PROMPT
Search the entries below for the word "belly" and copy every line where it appears.

EXTRACTED DATA

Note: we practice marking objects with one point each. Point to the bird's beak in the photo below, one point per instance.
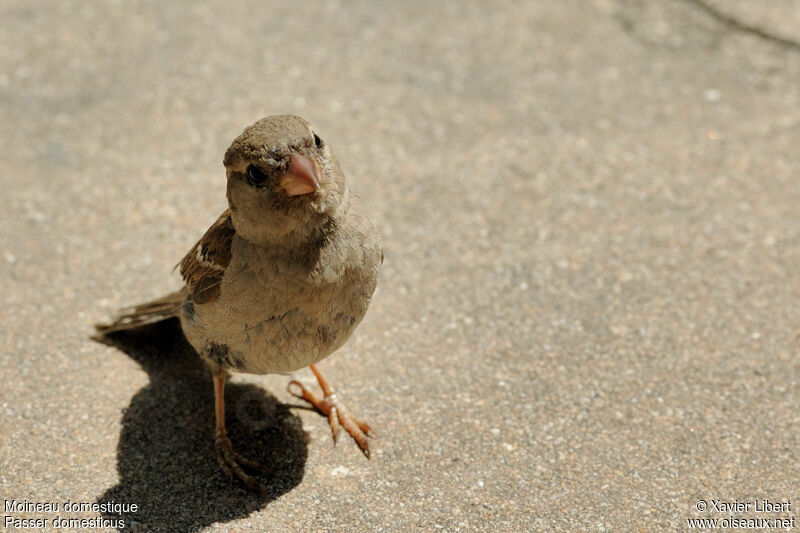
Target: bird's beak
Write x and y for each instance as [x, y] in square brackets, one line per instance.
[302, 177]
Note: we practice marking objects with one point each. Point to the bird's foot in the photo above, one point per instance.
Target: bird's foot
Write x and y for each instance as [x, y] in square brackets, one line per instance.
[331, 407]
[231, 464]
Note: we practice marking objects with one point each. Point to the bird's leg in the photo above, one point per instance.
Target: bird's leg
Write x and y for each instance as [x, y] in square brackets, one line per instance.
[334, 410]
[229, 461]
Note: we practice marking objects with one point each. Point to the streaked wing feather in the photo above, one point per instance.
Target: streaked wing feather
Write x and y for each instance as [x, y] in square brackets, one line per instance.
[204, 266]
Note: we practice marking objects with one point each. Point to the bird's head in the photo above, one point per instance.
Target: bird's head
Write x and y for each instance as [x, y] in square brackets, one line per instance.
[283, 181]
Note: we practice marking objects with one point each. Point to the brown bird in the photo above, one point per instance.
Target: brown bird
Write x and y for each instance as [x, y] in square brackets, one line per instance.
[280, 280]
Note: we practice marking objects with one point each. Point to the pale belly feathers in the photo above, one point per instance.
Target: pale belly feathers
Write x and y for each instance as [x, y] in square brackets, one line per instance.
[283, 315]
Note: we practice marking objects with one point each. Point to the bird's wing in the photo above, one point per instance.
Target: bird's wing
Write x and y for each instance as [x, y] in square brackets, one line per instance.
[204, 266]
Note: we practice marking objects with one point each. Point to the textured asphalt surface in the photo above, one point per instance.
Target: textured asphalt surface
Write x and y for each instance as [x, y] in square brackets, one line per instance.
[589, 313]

TASK RESULT
Note: we practice marking objects with one point each. Point to the pale belly feathers in the photo above, one point per instance.
Target: pale belly feathers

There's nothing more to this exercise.